Exercise description: Make an exact copy of every entry, leaving the pictures out.

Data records
▼
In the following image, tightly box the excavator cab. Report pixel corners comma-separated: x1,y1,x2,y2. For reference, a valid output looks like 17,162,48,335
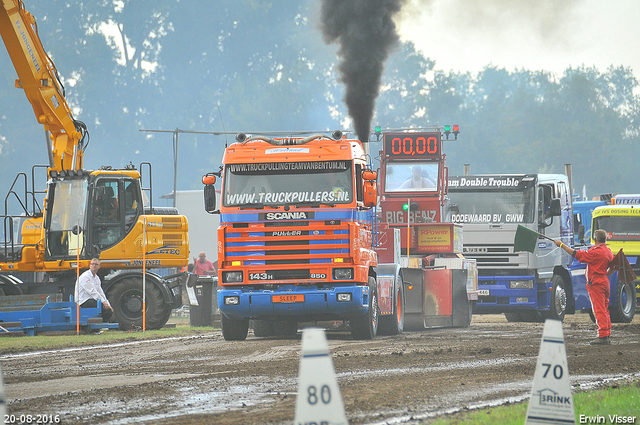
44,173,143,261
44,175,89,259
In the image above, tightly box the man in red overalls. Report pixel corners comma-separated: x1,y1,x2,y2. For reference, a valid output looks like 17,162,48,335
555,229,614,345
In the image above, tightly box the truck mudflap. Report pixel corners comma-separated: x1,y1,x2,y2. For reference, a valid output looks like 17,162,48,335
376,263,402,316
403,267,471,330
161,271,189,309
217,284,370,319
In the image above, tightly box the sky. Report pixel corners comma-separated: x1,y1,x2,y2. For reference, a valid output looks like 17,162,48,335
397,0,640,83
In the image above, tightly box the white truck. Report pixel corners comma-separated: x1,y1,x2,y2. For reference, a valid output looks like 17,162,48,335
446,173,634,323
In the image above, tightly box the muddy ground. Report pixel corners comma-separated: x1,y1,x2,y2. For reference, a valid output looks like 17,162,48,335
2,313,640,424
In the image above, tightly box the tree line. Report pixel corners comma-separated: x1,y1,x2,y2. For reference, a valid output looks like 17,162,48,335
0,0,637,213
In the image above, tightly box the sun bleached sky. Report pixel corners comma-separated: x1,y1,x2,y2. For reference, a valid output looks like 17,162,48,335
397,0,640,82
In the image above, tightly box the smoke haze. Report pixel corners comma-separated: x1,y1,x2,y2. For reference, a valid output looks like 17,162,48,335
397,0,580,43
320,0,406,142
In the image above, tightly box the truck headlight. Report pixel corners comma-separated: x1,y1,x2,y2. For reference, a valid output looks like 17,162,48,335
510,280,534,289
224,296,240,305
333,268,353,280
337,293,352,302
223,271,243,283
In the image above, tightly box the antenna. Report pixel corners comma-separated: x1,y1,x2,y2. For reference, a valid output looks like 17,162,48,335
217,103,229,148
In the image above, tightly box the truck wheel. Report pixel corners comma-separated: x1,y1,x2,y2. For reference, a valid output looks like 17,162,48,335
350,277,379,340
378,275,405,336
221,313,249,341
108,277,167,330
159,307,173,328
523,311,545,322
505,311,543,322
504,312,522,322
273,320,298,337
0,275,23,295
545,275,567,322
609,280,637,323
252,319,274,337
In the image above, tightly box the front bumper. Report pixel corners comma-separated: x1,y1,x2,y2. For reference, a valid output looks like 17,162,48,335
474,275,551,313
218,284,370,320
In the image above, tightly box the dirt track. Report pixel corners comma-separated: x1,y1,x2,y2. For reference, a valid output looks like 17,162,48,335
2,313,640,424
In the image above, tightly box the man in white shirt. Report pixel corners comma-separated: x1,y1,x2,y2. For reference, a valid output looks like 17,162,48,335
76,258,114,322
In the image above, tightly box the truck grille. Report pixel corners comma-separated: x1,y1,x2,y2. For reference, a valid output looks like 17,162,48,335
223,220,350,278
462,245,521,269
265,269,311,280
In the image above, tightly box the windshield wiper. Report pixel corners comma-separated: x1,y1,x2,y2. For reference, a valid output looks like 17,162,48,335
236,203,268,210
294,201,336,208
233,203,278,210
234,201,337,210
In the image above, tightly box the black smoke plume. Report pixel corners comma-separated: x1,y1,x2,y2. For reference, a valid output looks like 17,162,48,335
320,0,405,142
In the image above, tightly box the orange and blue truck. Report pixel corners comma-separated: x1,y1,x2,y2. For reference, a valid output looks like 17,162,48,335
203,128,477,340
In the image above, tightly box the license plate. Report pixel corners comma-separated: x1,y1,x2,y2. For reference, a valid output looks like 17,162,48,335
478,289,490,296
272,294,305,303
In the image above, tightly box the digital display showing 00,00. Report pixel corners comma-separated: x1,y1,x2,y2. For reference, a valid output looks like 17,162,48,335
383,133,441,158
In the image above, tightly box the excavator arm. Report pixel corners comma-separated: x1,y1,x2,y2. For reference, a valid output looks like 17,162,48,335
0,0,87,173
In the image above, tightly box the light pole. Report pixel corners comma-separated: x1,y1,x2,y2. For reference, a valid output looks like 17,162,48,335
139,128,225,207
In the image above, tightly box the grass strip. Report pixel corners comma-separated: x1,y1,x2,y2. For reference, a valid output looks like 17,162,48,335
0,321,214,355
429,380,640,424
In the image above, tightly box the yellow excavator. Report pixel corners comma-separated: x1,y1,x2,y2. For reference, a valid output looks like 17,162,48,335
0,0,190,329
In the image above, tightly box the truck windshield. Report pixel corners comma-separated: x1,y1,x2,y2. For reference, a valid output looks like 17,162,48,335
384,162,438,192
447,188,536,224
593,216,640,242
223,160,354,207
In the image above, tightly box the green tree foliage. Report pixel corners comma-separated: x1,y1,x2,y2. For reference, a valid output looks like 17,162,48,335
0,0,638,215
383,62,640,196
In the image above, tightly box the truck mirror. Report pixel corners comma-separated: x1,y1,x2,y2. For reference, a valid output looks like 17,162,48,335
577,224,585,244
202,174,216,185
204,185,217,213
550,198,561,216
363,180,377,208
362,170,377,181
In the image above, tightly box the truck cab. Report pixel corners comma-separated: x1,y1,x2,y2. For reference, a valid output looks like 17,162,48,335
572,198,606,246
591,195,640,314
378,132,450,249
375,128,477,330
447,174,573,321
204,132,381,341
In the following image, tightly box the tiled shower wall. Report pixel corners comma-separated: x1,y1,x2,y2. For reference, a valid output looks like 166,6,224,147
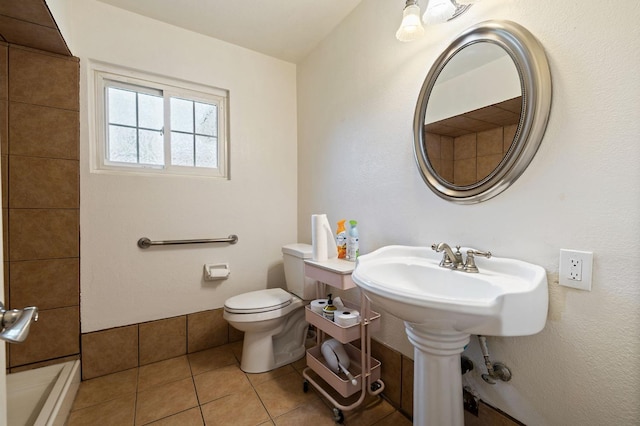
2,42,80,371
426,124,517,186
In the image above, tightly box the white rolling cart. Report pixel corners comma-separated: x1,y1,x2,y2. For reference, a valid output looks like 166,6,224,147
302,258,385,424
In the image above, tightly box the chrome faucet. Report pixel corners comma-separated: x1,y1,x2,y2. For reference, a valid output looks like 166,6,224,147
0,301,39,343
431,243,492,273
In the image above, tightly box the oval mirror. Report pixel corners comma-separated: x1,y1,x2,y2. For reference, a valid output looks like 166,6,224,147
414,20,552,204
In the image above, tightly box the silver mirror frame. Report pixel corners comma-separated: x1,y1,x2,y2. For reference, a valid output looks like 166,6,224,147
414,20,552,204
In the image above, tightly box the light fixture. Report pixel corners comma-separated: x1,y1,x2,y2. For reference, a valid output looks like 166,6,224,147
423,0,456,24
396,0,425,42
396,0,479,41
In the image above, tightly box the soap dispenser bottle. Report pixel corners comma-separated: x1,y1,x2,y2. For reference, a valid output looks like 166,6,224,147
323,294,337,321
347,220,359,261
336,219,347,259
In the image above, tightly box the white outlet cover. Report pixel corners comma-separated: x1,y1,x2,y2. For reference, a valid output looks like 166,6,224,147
▲
Result for this task:
In the following image, tightly box the excavator cab. Report pixel corners comma-separated: x1,y1,x2,y2. For reference, a valid output looks like 17,162,48,335
44,173,143,261
44,175,89,259
In the image above, tightly box the man in red overalls. Report pixel corners comma-separated: x1,y1,x2,y2. For reference, a valid output looks like 17,162,48,335
555,229,614,345
In the image above, tightly box the truck mudflap. Report pixel corners comma-separated: x1,y1,x2,y2. For reference, a valid output looks like 17,162,48,335
376,263,402,316
403,267,471,330
161,271,189,309
217,284,370,319
In the image above, tightly box the sky. Report pixel corners comma-separated: x1,y1,x2,y2. For reference, a valid output looks like 17,162,48,335
397,0,640,83
In the image above, tightly box the white truck. Report pixel corners comma-separated: x1,y1,x2,y2. For reference, a valid output looks like 17,162,48,335
446,173,634,323
In the image above, tightly box the muddy ground. Report pixel corners comma-separated: x1,y1,x2,y2. For reference, a valid output looks like 17,162,48,335
2,313,640,424
In the image above, tightly box the tree line. Report pixel corners comma-separated: x1,y1,x2,y2. For reference, a valid output looks like 17,162,48,335
0,0,637,213
In the image above, tightly box the sun bleached sky. Report pixel corners comma-separated: x1,y1,x2,y2. For reference, a valid output looks like 17,162,48,335
397,0,640,82
In the image above, tightly box the smoke haze. Report pixel corners comma-separated: x1,y1,x2,y2. For reference, a valid output looks like 17,162,48,335
397,0,580,43
320,0,406,142
In the image above, tightly box the truck headlight. Report pixel corners comma-separated: x1,y1,x2,y2. For reference, a valid output looks like 17,162,48,335
510,280,534,289
224,296,240,305
333,268,353,280
337,293,352,302
223,271,243,283
In the image above, tightly box the antenna. Report pixel corners comma-separated: x1,y1,x2,y2. For reference, a valid output looks like 17,162,48,335
217,103,229,148
In the image above, tightly box the truck wheel. Report pixel corners comma-separated: x1,y1,x2,y2. For reference, a valid output looks like 17,162,48,335
350,277,379,340
378,275,405,336
221,313,249,341
108,277,167,330
159,307,173,328
523,311,545,322
505,311,543,322
504,312,522,322
273,320,298,337
0,275,23,295
545,275,567,322
609,280,637,323
252,319,274,337
In the image above, tightly box the front bumper. Report pixel corners comma-separated: x1,y1,x2,y2. For reference, a valid output looks like 17,162,48,335
474,275,551,313
218,284,370,320
In the image above, tightly box the dirt track. Report pixel corners comma-separated: x1,y1,x2,y2. For reference, a valid output looks like 17,162,48,335
2,313,640,424
In the image above, tightly box the man in white shirt. Report pixel corners comma-separated: x1,y1,x2,y2. For reference, a valid output looks like 17,162,48,335
76,258,114,322
In the image above, tightly box the truck grille. Report pixel corners comma-separated: x1,y1,x2,y2. For reference, a valid output looks like 17,162,48,335
223,220,350,278
462,245,521,269
265,269,311,280
In the image above, tightly box the windshield wiper. Report pixel corners comma-separated: x1,y1,x2,y2. For reference, a valid output looks like 17,162,48,335
236,203,268,210
294,201,336,208
233,203,278,210
234,201,337,210
In the image above, tightly box the black smoke plume. Report pixel corners comma-separated: x1,y1,x2,y2. For reference, a valid output looks like 17,162,48,335
320,0,405,142
In the image above, tightly box the orange and blue truck. Report pixel corners comma-separated: x1,y1,x2,y2. For reference, a valid output looks like 17,162,48,335
203,128,477,340
In the image above, tightly box the license plate. Report pixel corners comma-separated: x1,y1,x2,y2. For reference, a valid output looks like 17,162,48,335
478,289,490,296
272,294,305,303
In the image above, tightly box the digital display showing 00,00. Report pixel corners comma-separated: x1,y1,x2,y2. For reference, a valid output looks like 17,162,48,335
383,133,441,158
In the image above, tightly box the excavator arm. Report pixel corners comma-separated: x1,y1,x2,y2. For reference, a valid output looks like 17,162,48,335
0,0,87,173
In the image above, tightly box the light pole. Report pixel corners comma-separated: x1,y1,x2,y2. For reference, a valid output looks like 17,162,48,335
139,128,225,207
In the image above, tightly box the grass strip. Report pixel corners comma-separated: x1,y1,x2,y2. For reference, a valid output looks like 17,162,48,335
0,321,214,355
429,380,640,424
In the image above, tightly box the yellow excavator. Report pixel corners comma-separated: x1,y1,x2,y2. For reference, a valid output looks like 17,162,48,335
0,0,190,329
In the image above, tightly box the truck windshield. Report pixel corners comma-separated: x1,y1,x2,y2. For reference, a valid output looks like 17,162,48,335
384,162,438,192
447,188,536,224
593,216,640,242
223,160,354,207
In the image above, tightly box the green tree foliage. Report pixel corners comma-separated: x1,y1,x2,y2. For reference, a valid output looks like 17,162,48,335
0,0,638,215
383,62,640,196
In the image above, tightly box the truck mirror. Report pixel corners comma-separated: x1,y1,x2,y2. For reference, a valid output looks like 17,162,48,335
577,224,585,244
202,174,216,185
204,185,217,213
550,198,561,216
363,180,377,208
362,170,377,181
In the image above, tightly box the truck cab. Report pixel corners comma-separated: x1,y1,x2,y2. For reference, a valid output looks like 17,162,48,335
572,198,606,246
591,195,640,314
378,132,450,249
375,128,477,330
447,174,573,321
204,132,381,341
In the following image, tightly box the tiled shower wall. Report pixel corners comma-separated: x1,y1,x2,y2. For reference, a valid output looks like 166,6,224,147
2,42,80,371
426,124,517,186
In the image above, tightly box the white rolling cart. Report pixel corners comma-separated: x1,y1,x2,y2. For reference, a valid output looks like 166,6,224,147
302,258,385,424
In the image above, tightly box the chrome faucet. Report pixel corners comma-separated: x1,y1,x2,y2. For reference, a valid output looks like 166,6,224,147
0,301,39,343
431,243,492,273
In the image above, tightly box the oval mirror. Report pixel corners comma-separated: x1,y1,x2,y2. For reference, a valid output looks like 166,6,224,147
414,20,552,204
In the image above, tightly box the silver mirror frame. Report pixel corners comma-separated: x1,y1,x2,y2. For reference, a valid output looks like 166,6,224,147
414,20,552,204
In the image above, tightly box the light fixture. Report pixel corners comma-separated: x1,y1,x2,y2. For reference, a valid output looks like 166,6,224,147
423,0,456,24
396,0,425,42
396,0,479,41
In the image above, tightly box the soap dispenser bottle. Report pixel corners comma-separated: x1,y1,x2,y2. For reference, a valid output looks like 166,6,224,147
323,294,337,321
347,220,359,261
336,219,347,259
In the image above, tightly box the white outlet cover. Report pixel corners comma-separated: x1,y1,x2,y2. For reference, a valid output looks like 166,6,224,147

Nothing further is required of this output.